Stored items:
________________________________________
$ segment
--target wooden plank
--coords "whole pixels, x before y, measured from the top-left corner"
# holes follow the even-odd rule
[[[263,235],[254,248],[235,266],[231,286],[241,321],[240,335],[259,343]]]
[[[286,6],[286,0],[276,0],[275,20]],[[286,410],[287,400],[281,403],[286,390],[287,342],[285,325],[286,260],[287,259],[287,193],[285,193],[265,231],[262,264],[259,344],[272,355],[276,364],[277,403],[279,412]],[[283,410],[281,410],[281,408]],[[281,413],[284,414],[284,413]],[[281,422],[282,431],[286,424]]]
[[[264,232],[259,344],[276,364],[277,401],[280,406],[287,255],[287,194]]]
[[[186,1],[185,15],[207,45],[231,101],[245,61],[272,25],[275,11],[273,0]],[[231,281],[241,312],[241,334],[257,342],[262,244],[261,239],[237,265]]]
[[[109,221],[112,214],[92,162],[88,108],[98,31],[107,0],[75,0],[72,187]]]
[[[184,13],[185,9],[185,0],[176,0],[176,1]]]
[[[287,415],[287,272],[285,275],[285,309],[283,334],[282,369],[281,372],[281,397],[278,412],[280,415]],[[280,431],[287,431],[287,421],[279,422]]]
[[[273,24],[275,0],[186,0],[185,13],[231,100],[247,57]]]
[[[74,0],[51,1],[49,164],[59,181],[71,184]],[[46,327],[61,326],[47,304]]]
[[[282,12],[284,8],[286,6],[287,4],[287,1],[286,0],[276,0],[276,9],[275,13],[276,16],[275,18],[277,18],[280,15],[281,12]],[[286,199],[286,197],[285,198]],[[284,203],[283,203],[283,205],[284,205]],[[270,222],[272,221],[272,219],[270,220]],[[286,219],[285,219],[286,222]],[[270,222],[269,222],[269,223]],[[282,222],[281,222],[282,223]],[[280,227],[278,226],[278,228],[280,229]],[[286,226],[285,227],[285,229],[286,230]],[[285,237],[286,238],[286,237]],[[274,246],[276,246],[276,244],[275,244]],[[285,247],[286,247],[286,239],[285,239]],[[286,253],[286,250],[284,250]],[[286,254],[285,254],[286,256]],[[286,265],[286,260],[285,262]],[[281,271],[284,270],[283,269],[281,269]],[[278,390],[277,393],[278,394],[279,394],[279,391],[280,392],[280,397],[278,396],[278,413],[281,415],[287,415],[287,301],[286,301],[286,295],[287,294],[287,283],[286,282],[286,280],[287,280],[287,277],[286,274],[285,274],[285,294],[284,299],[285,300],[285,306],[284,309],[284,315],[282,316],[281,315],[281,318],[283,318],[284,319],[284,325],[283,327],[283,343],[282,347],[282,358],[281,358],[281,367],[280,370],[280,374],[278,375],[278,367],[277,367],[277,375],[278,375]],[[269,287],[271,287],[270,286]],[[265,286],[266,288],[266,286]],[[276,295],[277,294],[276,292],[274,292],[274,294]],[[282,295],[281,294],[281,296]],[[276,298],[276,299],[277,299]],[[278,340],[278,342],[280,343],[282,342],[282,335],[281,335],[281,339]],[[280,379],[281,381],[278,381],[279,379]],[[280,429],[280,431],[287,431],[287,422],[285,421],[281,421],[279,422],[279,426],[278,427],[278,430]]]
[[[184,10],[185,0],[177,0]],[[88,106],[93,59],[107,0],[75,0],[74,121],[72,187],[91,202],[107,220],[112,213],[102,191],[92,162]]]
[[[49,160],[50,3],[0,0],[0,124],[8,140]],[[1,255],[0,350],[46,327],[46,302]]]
________________________________________
Task: Could you give everything from the first line of the records down through the line containing "[[[184,13],[185,9],[185,0],[176,0],[176,1]]]", both included, as a numbered list with blank lines left out?

Result of the task:
1. $ segment
2. --target wooden plank
3. --coords "whole pixels, x before y, measured from the top-left corner"
4. # holes follow the even-odd rule
5. [[[263,235],[254,248],[235,266],[231,286],[241,321],[240,335],[259,343]]]
6. [[[286,6],[286,0],[276,0],[275,20]],[[286,410],[287,400],[281,403],[286,390],[287,342],[285,325],[286,260],[287,259],[287,193],[285,193],[265,231],[262,264],[259,344],[272,355],[276,364],[277,403],[279,412]],[[283,410],[281,410],[281,408]],[[281,413],[284,414],[284,413]],[[281,422],[282,431],[286,424]]]
7. [[[264,232],[259,344],[276,364],[277,401],[280,406],[287,255],[287,194]]]
8. [[[186,1],[185,15],[207,45],[231,101],[245,61],[272,25],[275,11],[273,0]],[[231,281],[241,312],[241,334],[257,342],[262,244],[261,239],[237,265]]]
9. [[[109,221],[112,214],[92,162],[88,108],[98,31],[107,0],[75,0],[72,187]]]
10. [[[184,13],[185,9],[185,0],[176,0],[176,1]]]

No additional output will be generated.